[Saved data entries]

=== Begin Enclosure ===

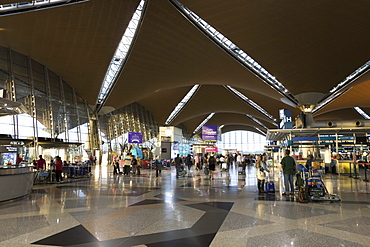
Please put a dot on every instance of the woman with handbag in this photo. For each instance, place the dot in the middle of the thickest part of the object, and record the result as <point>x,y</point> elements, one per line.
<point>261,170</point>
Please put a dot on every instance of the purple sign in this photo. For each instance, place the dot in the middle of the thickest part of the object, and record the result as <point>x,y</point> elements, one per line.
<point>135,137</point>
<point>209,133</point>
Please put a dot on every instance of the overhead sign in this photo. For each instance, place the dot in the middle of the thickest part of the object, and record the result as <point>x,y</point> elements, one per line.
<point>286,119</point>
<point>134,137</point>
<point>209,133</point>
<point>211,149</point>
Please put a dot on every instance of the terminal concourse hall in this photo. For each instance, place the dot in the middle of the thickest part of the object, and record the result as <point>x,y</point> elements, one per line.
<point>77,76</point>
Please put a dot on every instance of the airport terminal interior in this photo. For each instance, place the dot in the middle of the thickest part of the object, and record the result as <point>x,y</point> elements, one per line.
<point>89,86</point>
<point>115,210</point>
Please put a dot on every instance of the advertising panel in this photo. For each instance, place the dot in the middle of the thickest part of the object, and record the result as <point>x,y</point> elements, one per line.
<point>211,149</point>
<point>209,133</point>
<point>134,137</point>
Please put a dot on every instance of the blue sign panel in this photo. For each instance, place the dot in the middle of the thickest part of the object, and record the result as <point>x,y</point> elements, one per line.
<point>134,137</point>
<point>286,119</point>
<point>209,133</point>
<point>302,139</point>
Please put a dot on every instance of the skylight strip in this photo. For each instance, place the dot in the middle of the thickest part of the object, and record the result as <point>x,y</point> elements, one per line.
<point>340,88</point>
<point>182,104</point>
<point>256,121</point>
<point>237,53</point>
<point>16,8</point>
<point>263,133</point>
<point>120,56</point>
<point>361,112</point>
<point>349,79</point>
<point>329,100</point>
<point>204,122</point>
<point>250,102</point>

=== End Enclosure ===

*Exercise requirements*.
Copy the data word for word and omit every picture.

*Solution to this task*.
Please put a dot on every instance of the woman with handbag in this photo. For each instance, place the dot in the middle of the thickest part of the object, and record the result as <point>x,y</point> elements, one per line.
<point>261,170</point>
Please put a dot on every instance of the purple sign in this photo. For each instance, place the dot in the middle of the thickest part of the object, and record the result as <point>x,y</point> elements, one per line.
<point>135,137</point>
<point>209,133</point>
Please put a dot on every instance of the overhead sign in this photo. For each instance, place the dot in the middle of the thickest part of the object, and record the result as <point>x,y</point> elements, one per line.
<point>286,119</point>
<point>134,137</point>
<point>209,133</point>
<point>211,149</point>
Please put a dot on every instance of the terminal concourse hall in this photo. For each instance, place the dot in the middle of the thickest part of the object, and record the result as <point>x,y</point> elements, one per line.
<point>77,76</point>
Please put a dot on every instance of the airport terminal interior in this photo. For each instance, place the dot in the middle of the thickest part of the object, and record the result as <point>x,y</point> elements, one per line.
<point>89,86</point>
<point>115,210</point>
Please put a dot on every instance of the advertising panel in this photo. For each instance, place the dot in the middle of the thickest part of the object, and record the result as <point>x,y</point> elements, one per line.
<point>211,149</point>
<point>209,133</point>
<point>134,137</point>
Please put a dot on every instance of the blue sign panel in this photo. For each instance, place the dot in the middle of the thickest part of the object, and record the result as <point>x,y</point> elements, one per line.
<point>134,137</point>
<point>286,119</point>
<point>209,133</point>
<point>302,139</point>
Please put a dot on every instance of the skylight strip in this photo. For each instance, place the dot in the middle of the thickest part of the object, and record the result as <point>x,y</point> elements, one per line.
<point>340,88</point>
<point>182,104</point>
<point>256,121</point>
<point>237,53</point>
<point>16,8</point>
<point>263,133</point>
<point>120,56</point>
<point>361,112</point>
<point>349,79</point>
<point>329,100</point>
<point>204,122</point>
<point>250,102</point>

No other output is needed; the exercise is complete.